▸ Stated task
Please pick out every line in the records below that contains the word "roof", and copy each one as it appears.

[Source data]
______________________________
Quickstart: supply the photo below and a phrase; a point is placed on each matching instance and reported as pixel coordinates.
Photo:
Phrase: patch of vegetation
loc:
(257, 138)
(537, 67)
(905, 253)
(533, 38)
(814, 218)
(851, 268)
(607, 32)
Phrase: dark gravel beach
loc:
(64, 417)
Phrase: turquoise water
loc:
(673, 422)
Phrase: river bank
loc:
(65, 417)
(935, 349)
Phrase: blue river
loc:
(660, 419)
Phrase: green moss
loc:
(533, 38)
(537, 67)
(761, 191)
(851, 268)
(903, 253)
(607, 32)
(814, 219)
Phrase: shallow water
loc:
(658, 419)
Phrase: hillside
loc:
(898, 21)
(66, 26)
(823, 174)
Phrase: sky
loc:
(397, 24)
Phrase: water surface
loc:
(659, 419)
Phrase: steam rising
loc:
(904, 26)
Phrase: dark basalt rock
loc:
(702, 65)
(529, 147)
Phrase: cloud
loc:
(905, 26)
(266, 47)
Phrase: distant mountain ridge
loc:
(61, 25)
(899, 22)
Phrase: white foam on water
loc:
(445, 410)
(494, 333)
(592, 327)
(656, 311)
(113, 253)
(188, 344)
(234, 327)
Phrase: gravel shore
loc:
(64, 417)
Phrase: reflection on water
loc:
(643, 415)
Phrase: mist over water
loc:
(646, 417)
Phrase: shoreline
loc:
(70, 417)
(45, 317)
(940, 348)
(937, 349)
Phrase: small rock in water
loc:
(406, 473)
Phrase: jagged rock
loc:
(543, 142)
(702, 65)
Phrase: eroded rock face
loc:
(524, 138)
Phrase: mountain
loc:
______________________________
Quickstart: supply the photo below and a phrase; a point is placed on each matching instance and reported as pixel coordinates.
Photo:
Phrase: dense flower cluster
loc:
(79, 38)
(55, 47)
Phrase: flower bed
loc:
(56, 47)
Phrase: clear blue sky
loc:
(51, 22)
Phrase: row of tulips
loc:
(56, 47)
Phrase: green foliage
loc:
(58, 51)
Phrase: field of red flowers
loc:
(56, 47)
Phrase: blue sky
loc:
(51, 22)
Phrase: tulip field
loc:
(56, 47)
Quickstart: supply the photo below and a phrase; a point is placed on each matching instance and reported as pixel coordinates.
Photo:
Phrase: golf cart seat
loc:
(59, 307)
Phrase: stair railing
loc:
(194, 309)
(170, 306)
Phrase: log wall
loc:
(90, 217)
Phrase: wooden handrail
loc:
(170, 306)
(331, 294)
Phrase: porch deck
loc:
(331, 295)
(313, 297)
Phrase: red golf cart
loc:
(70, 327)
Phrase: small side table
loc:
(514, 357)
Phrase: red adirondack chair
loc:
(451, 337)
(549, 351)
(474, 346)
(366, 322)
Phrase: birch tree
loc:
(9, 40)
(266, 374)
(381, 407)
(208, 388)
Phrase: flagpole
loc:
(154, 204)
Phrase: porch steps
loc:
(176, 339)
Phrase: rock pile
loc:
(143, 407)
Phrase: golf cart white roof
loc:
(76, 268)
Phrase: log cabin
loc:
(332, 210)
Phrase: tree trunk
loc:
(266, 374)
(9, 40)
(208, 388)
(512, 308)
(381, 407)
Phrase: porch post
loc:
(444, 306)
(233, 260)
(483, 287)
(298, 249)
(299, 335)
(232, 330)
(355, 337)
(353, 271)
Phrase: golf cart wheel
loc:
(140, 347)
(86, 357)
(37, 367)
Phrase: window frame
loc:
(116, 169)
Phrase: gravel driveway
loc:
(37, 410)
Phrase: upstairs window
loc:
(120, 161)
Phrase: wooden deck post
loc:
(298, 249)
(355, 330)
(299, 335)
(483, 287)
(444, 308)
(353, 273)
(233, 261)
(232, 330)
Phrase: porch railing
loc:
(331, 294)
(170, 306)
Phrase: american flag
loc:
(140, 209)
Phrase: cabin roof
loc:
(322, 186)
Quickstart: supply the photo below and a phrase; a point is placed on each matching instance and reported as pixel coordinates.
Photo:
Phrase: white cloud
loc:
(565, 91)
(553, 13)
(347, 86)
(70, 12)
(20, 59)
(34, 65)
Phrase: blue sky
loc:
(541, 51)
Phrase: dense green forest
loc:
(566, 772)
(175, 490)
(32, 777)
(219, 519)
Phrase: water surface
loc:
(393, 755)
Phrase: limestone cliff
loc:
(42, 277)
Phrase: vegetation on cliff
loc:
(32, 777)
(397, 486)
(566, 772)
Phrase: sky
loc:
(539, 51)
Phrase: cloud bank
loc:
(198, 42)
______________________________
▸ Answer to this task
Phrase: golf cart white roof
Phrase: cabin roof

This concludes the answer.